*WHAT TO PRODUCE:*
Please return the data that follows precisely as written, but without the images.

*DATA FOR ANALYSIS:*
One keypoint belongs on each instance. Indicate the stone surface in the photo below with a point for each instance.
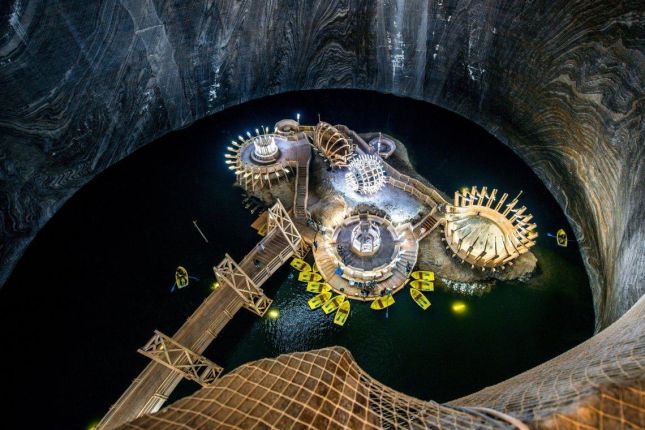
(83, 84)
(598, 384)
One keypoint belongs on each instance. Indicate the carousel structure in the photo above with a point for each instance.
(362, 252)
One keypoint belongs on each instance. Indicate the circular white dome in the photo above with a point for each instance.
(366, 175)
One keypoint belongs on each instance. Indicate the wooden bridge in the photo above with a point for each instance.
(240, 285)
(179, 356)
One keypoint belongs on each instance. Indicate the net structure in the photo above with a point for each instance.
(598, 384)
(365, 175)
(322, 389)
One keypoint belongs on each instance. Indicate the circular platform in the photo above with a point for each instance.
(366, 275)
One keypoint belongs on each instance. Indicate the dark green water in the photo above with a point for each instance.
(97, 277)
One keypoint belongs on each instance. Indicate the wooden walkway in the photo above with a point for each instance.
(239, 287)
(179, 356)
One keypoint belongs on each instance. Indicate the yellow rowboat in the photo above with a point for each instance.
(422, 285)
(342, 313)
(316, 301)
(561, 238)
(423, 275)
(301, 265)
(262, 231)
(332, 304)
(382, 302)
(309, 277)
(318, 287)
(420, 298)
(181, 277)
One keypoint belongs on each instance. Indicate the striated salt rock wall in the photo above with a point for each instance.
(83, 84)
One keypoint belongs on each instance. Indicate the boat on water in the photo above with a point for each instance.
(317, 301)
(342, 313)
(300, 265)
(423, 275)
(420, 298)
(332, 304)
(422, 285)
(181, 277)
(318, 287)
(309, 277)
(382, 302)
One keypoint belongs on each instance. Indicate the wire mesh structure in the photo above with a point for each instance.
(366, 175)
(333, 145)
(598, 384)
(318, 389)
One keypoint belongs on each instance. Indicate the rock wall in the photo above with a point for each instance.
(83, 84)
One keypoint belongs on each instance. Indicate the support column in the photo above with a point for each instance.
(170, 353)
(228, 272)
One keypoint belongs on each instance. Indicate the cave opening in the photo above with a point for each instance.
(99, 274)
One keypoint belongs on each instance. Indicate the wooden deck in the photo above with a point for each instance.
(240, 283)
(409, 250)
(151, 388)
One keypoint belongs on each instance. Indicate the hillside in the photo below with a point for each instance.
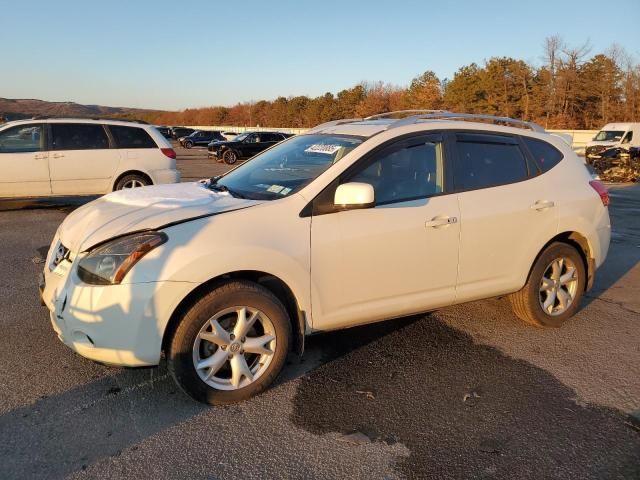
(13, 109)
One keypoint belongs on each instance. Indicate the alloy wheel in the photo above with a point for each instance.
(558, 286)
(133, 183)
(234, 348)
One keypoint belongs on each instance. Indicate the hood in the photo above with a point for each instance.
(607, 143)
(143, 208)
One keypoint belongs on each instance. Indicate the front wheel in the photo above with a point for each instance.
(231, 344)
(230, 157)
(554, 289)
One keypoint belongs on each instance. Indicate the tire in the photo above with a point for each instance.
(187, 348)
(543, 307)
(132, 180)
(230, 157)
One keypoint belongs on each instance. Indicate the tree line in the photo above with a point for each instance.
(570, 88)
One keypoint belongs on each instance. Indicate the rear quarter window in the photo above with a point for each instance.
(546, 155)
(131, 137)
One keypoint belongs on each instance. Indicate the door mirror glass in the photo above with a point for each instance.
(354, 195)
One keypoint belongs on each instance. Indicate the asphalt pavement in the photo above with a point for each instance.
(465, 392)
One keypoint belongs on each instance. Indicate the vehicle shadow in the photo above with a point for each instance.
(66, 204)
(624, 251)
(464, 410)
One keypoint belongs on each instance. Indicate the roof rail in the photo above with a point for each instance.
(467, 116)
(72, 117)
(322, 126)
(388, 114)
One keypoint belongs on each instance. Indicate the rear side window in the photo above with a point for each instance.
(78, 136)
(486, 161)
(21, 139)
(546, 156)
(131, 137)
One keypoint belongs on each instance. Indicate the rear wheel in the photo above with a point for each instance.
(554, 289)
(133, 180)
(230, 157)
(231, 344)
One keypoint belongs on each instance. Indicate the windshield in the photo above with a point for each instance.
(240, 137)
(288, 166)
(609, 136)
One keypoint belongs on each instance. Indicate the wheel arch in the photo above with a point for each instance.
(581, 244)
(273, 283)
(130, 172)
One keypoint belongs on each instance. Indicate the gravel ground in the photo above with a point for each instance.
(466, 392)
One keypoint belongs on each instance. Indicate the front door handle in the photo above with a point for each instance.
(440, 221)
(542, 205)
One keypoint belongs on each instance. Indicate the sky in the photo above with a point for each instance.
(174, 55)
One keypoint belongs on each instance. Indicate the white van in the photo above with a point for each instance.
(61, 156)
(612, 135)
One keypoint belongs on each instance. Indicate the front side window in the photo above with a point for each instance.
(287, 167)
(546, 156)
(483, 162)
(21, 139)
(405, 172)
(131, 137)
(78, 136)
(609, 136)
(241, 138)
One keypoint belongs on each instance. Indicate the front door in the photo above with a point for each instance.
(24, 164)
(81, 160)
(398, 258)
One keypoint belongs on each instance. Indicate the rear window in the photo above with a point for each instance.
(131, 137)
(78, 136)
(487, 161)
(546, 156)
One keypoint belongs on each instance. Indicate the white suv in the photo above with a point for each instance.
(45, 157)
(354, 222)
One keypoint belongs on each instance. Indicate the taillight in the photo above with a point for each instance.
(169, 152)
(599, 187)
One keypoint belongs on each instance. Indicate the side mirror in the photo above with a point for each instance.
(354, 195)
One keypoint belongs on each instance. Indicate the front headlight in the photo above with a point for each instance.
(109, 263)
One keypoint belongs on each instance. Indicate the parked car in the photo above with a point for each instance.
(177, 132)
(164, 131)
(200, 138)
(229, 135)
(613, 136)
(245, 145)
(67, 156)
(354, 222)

*SOLUTION TO THE EXERCISE:*
One keypoint belongs on each instance. Indicate the stone surface in the photo below with a point for each instance.
(83, 84)
(598, 384)
One keypoint belongs on each instance. Indicate the carousel structure in the photo above with a point for each instance.
(362, 252)
One keypoint belongs on each instance. Indicate the circular white dome in the photo above with a point for each instance.
(366, 175)
One keypoint belongs on each instance. Indicate the wooden bridge in the photo above with a point for each instance.
(240, 285)
(179, 356)
One keypoint belongs on each instance. Indicate the net structure in the photo above with a point for each instance.
(598, 384)
(365, 175)
(322, 389)
One keypoint belongs on each instance. Indicate the circular platform in the photo above with a point for each instance.
(366, 275)
One keypoint belongs on each instance. Indicate the dark green water in the photo above with a point for each instance.
(97, 277)
One keypoint belongs on each instance. Indicate the wooden walkway in the photo above with a point for each instance.
(239, 287)
(179, 356)
One keypoint belongs on each instance. Indicate the yellow rowboat in the photo above with a point for each instance.
(422, 285)
(342, 313)
(316, 301)
(561, 238)
(423, 275)
(301, 265)
(262, 231)
(332, 304)
(382, 302)
(309, 277)
(318, 287)
(420, 298)
(181, 277)
One keypoint belongs on each instance. Indicate the striated salt rock wall in the photo above with a point for each instance.
(83, 84)
One keypoint belongs on each instance. Indicate the boat on water in the photo above with a point for each instance.
(317, 301)
(342, 313)
(300, 265)
(423, 275)
(420, 298)
(332, 304)
(422, 285)
(181, 277)
(318, 287)
(309, 277)
(382, 302)
One keypoint belongs on each instance. Indicate the wire mesh structure in the photo above with a point for each instance.
(366, 175)
(333, 145)
(598, 384)
(318, 389)
One keypoint belongs on each instance. Indicate the rock wall in the photo above with a point for each instance.
(83, 84)
One keypoint belongs on each instance. Indicate the support column in the photo above with a point for each instance.
(170, 353)
(228, 272)
One keypoint belongs on each instance. Indicate the cave opening in the photo above with a point for each instance.
(99, 274)
One keypoint belongs on each instance. Indicate the wooden deck in the photo above with a point for each instance.
(240, 283)
(409, 250)
(151, 388)
One keypoint belongs on each instance. Indicate the hillside in the photo below with a point for each instance.
(13, 109)
One keypoint belongs on each instance. Indicate the alloy wheel in the photo above with a point for each instance.
(558, 286)
(133, 183)
(234, 348)
One keypoint belongs on each instance. Indicate the hood in the photo above with a point for each instance.
(607, 143)
(143, 208)
One keypoint belongs on each instance. Indicate the front wheel in the photo above with a point for each instance.
(231, 344)
(230, 157)
(554, 289)
One keypoint belongs on each instance. Indicate the tire in the photo above with a point for each instance.
(187, 348)
(543, 307)
(132, 180)
(230, 157)
One keypoint belongs on each instance. Indicate the tree line in the photo above with a point for each instance.
(570, 88)
One keypoint belongs on each instance. Indicate the rear quarter window in the photo above with a point for each instance.
(546, 155)
(131, 137)
One keypoint belongs on each instance. Indicate the door mirror glass in the photo above with a point for each instance.
(354, 195)
One keypoint belongs on each instance. Indicate the asphalt pavement in the photo above with a point for each instance.
(465, 392)
One keypoint belongs on each instance. Indicate the vehicle shadow in the photo above with a point for each instance.
(66, 204)
(624, 251)
(464, 410)
One keypoint belongs on each instance. Indicate the roof rail in the photo above with a point for each instance.
(467, 116)
(72, 117)
(322, 126)
(388, 114)
One keypoint belongs on each instance. Indicate the rear side window in the photo above with a point for each instance.
(78, 136)
(486, 161)
(21, 139)
(546, 156)
(131, 137)
One keypoint belongs on each instance. Indicate the rear wheel in the photo above with a point for each instance.
(554, 289)
(133, 180)
(230, 157)
(231, 344)
One keypoint belongs on each instance. Indicate the windshield in the photo above with a point for each instance.
(240, 137)
(288, 166)
(609, 136)
One keypoint belongs on each instance. Indicate the wheel arch in the photo above with a point for each instance.
(581, 244)
(273, 283)
(130, 172)
One keypoint belongs on each instance. Indicate the gravel ground in the photo above with a point for each instance.
(466, 392)
One keypoint belongs on each instance. Indicate the front door handle in the photo above with a point for each instance.
(440, 221)
(542, 205)
One keypoint belongs on each instance. Indicate the sky in the photo above with a point for each instance.
(174, 55)
One keypoint belongs on each instance. Indicate the white van in the photo above with a point for each instance.
(61, 156)
(612, 135)
One keypoint belongs on each instance. Indicate the front side window in the photo above with a point for each instance.
(287, 167)
(546, 156)
(483, 162)
(21, 139)
(405, 172)
(131, 137)
(78, 136)
(609, 136)
(241, 138)
One keypoint belongs on each instance. Indicate the front door in the photo above with a point for each instance.
(24, 164)
(81, 160)
(398, 258)
One keypoint belongs on each instance. Indicate the rear window in the photo above with a point for each instance.
(131, 137)
(78, 136)
(487, 161)
(546, 156)
One keypoint belongs on each instance. Indicate the white suv in the photo above with a point for each instance.
(45, 157)
(354, 222)
One keypoint belongs on each instance. Indicate the taillight in the photo above with a point for each instance.
(169, 152)
(599, 187)
One keypoint belongs on each instance. Indicate the side mirror in the photo above with a point for each instance.
(354, 195)
One keypoint belongs on each instance. Indicate the front headlight in the photo above with a point for each instance.
(109, 263)
One keypoint belongs on each instance. Indicate the parked car in the photo above with a point for each instance.
(177, 132)
(164, 131)
(200, 138)
(229, 135)
(613, 136)
(245, 145)
(67, 156)
(354, 222)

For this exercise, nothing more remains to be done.